**Items**

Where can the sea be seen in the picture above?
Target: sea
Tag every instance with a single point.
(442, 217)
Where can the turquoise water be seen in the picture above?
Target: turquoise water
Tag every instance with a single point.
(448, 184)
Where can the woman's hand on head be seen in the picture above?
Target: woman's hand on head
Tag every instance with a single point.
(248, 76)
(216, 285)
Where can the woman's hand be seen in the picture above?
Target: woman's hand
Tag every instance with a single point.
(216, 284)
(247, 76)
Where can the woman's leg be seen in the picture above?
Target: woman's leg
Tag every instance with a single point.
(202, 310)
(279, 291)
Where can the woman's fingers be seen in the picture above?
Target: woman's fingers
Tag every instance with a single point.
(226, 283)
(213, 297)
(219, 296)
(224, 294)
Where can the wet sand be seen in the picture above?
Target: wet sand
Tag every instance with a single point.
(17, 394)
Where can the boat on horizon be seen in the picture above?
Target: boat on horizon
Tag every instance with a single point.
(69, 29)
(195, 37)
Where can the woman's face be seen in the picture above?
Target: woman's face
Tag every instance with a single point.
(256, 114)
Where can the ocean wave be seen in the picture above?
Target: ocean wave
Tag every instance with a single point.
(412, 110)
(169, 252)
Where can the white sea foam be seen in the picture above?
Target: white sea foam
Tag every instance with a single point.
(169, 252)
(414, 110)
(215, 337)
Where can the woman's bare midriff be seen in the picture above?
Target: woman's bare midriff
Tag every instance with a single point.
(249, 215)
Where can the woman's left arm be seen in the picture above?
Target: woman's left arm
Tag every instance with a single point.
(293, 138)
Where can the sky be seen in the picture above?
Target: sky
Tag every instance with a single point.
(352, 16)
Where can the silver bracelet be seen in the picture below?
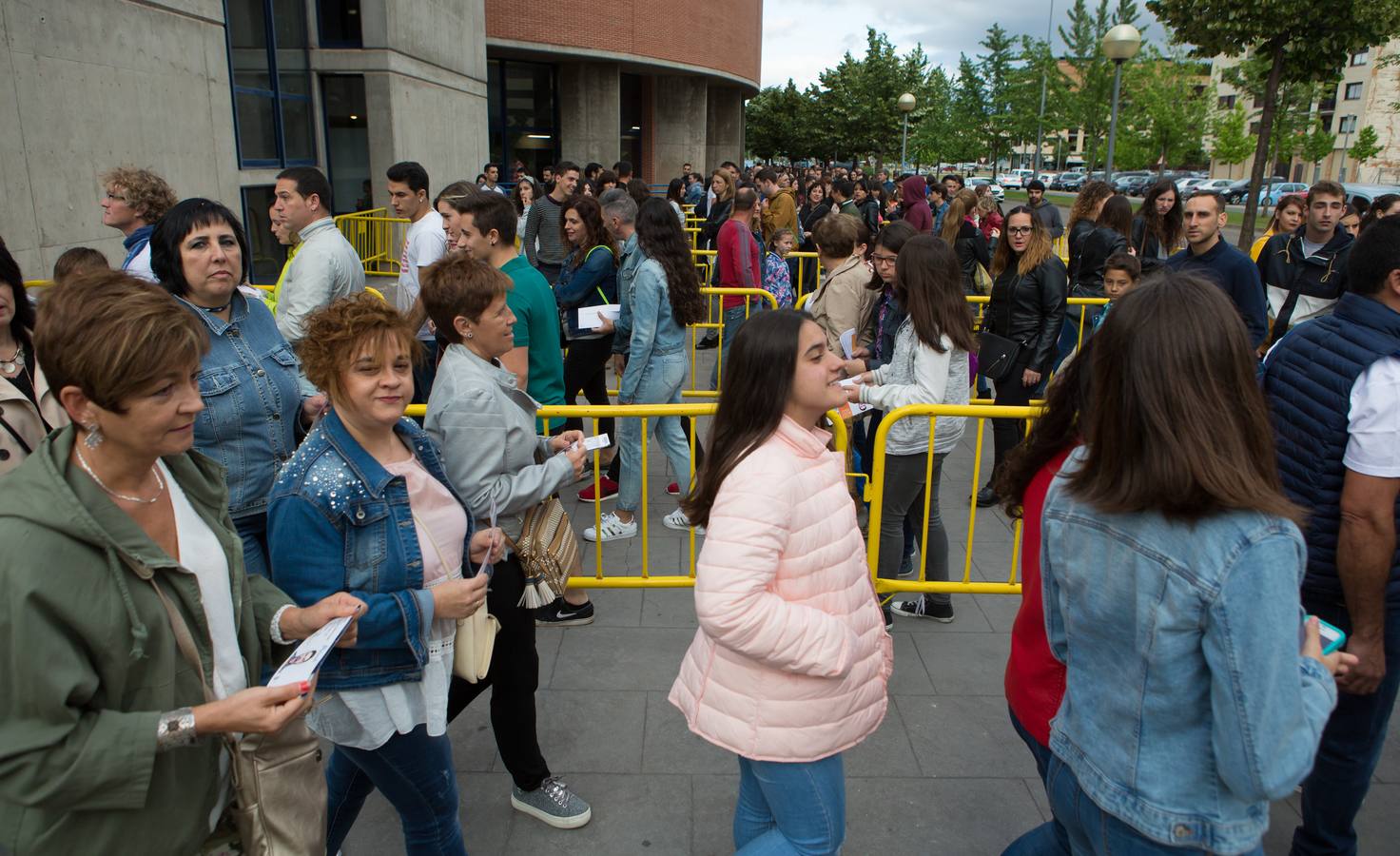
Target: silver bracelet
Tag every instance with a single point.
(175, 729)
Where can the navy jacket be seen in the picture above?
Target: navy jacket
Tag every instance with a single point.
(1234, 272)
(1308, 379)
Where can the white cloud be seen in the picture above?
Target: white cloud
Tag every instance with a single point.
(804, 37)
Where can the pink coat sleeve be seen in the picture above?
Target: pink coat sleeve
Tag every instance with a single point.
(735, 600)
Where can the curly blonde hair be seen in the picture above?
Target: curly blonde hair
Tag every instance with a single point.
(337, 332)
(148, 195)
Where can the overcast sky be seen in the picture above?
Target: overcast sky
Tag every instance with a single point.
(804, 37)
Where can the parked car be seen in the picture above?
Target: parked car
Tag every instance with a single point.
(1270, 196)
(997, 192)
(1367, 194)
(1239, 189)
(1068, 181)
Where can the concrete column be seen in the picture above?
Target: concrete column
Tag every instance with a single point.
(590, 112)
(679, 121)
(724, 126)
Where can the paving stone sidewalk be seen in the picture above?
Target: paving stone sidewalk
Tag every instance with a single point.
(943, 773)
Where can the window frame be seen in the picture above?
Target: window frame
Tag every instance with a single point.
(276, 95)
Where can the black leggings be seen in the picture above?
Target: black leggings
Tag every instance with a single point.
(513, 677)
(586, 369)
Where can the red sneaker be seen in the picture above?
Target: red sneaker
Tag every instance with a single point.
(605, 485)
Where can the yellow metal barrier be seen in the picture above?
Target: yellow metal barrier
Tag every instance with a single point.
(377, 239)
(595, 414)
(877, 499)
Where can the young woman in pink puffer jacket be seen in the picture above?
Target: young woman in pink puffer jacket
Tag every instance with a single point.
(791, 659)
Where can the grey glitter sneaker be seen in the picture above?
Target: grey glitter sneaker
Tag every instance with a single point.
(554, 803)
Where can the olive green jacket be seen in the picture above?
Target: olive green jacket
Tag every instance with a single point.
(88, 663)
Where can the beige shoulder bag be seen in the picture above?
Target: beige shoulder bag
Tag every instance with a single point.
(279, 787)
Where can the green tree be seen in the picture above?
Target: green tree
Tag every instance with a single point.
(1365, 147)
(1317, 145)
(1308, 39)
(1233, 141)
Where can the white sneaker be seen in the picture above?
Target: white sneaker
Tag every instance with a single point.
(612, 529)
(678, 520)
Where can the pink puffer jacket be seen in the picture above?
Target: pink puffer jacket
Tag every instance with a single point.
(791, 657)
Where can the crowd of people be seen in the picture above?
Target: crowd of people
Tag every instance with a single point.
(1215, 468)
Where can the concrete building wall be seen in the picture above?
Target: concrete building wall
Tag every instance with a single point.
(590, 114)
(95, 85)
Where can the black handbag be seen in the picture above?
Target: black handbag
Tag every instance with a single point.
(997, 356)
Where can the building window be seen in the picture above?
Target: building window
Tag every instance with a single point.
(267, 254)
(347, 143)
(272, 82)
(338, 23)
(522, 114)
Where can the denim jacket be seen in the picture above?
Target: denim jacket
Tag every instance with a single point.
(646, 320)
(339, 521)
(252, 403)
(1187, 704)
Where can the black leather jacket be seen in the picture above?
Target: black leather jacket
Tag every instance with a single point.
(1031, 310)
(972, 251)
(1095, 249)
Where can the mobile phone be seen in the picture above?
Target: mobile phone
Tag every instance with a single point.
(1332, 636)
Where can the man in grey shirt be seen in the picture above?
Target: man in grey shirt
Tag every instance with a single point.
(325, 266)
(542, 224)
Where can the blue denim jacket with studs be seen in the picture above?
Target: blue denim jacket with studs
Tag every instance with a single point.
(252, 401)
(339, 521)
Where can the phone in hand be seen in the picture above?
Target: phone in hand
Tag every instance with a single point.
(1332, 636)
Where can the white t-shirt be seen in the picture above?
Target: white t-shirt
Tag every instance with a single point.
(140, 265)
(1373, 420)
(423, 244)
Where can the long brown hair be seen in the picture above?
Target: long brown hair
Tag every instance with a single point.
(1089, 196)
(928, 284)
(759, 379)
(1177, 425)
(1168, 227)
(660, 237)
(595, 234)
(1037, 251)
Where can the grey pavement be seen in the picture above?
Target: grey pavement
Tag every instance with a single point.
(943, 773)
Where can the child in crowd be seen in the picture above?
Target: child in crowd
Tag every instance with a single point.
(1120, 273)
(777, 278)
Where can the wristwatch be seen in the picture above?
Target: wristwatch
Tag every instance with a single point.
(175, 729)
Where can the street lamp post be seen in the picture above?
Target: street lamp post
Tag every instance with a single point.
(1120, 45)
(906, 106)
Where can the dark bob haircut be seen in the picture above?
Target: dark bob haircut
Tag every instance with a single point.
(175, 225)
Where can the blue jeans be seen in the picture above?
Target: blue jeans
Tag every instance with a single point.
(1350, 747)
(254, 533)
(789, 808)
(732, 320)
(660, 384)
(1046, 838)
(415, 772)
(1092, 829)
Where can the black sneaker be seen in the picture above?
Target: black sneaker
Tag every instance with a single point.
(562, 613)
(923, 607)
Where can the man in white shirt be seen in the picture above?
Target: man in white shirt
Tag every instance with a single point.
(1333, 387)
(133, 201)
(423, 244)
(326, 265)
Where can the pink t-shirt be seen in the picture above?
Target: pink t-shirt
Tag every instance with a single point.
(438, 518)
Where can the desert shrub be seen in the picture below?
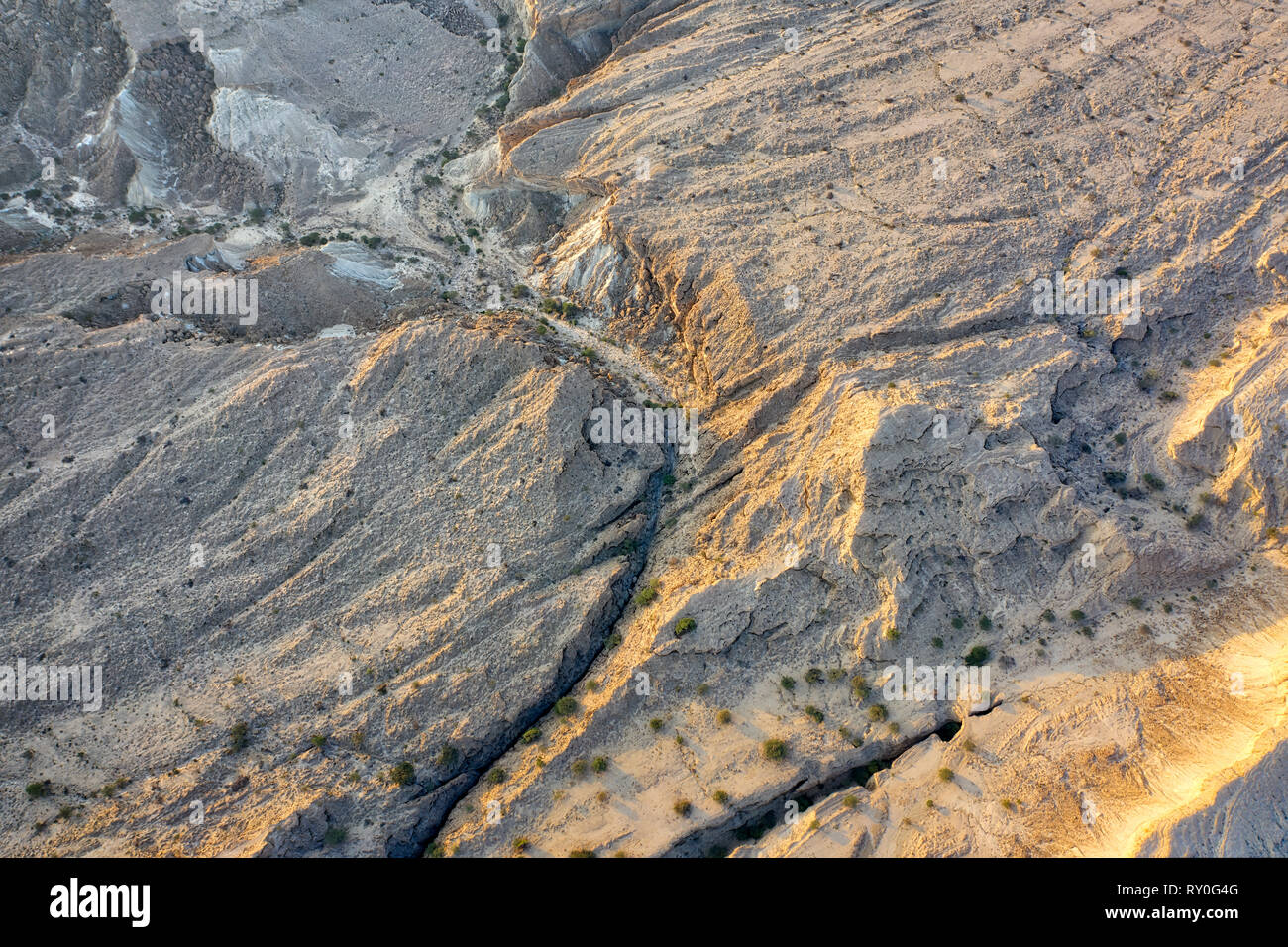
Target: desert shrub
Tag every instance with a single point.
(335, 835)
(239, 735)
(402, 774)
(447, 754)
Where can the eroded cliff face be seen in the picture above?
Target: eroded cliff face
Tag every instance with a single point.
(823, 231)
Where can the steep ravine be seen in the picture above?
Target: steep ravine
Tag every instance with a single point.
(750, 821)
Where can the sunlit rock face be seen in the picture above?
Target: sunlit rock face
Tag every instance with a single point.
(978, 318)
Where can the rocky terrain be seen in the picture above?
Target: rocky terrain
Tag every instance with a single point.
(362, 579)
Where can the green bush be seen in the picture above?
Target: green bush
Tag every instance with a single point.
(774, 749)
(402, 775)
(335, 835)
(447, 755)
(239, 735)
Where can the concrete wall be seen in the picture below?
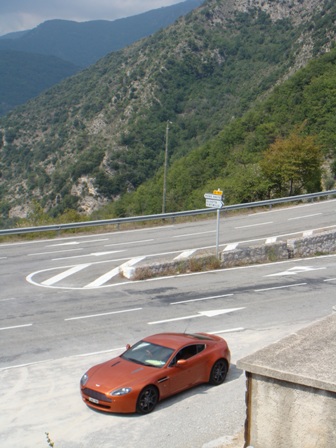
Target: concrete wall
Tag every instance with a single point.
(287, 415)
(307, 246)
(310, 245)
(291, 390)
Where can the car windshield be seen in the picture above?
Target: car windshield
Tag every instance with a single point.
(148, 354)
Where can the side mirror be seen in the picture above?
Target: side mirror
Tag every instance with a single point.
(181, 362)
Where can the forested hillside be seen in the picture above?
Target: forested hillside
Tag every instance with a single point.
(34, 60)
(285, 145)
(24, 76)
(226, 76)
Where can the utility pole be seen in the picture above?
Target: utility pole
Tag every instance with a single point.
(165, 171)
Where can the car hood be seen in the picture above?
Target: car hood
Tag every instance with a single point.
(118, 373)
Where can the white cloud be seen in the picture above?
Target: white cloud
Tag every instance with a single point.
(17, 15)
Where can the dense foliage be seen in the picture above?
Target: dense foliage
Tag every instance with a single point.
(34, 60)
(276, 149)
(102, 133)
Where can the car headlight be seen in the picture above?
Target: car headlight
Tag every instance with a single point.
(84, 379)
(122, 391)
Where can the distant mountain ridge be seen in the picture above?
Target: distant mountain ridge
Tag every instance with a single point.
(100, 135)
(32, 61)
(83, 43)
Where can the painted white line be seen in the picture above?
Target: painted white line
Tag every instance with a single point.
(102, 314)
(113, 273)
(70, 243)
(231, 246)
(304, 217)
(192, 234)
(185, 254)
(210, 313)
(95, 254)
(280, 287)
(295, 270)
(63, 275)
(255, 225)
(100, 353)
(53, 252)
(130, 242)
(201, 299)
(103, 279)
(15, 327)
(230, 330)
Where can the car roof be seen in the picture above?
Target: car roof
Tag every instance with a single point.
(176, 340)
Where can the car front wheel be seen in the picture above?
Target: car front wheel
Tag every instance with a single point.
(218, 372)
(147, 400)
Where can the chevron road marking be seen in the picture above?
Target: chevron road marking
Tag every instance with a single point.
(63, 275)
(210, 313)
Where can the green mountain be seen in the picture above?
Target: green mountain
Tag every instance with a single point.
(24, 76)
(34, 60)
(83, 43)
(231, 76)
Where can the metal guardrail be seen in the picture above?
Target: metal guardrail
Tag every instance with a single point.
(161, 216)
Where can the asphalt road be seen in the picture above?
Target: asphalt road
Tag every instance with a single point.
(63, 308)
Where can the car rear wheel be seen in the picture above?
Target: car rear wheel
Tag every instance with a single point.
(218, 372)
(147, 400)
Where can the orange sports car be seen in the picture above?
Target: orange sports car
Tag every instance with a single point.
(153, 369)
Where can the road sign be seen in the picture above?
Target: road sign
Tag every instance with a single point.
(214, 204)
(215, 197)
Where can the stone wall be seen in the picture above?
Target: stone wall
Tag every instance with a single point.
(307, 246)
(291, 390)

**Requirement**
Repeat exactly, and only, the lines from the one containing "Where can the asphalt" through the end of the material.

**Task response**
Where can the asphalt road be seen in the picture above?
Target: asphalt road
Tag every instance with a single point.
(63, 308)
Where can the car rear wheel be seen in the picture above?
Target: car rear wheel
Tag every instance with a single point.
(218, 372)
(147, 400)
Where can the orange sports car be seen in the picture above?
Target: orange sports car
Tag every instance with a single point.
(153, 369)
Where can the road sign be seen in the picture above?
Target: road sign
Tag every instance with a single point.
(214, 204)
(215, 197)
Where can the stone wall be seen in the picture above?
Target: stone wall
Tag every instance with a single point.
(307, 246)
(291, 390)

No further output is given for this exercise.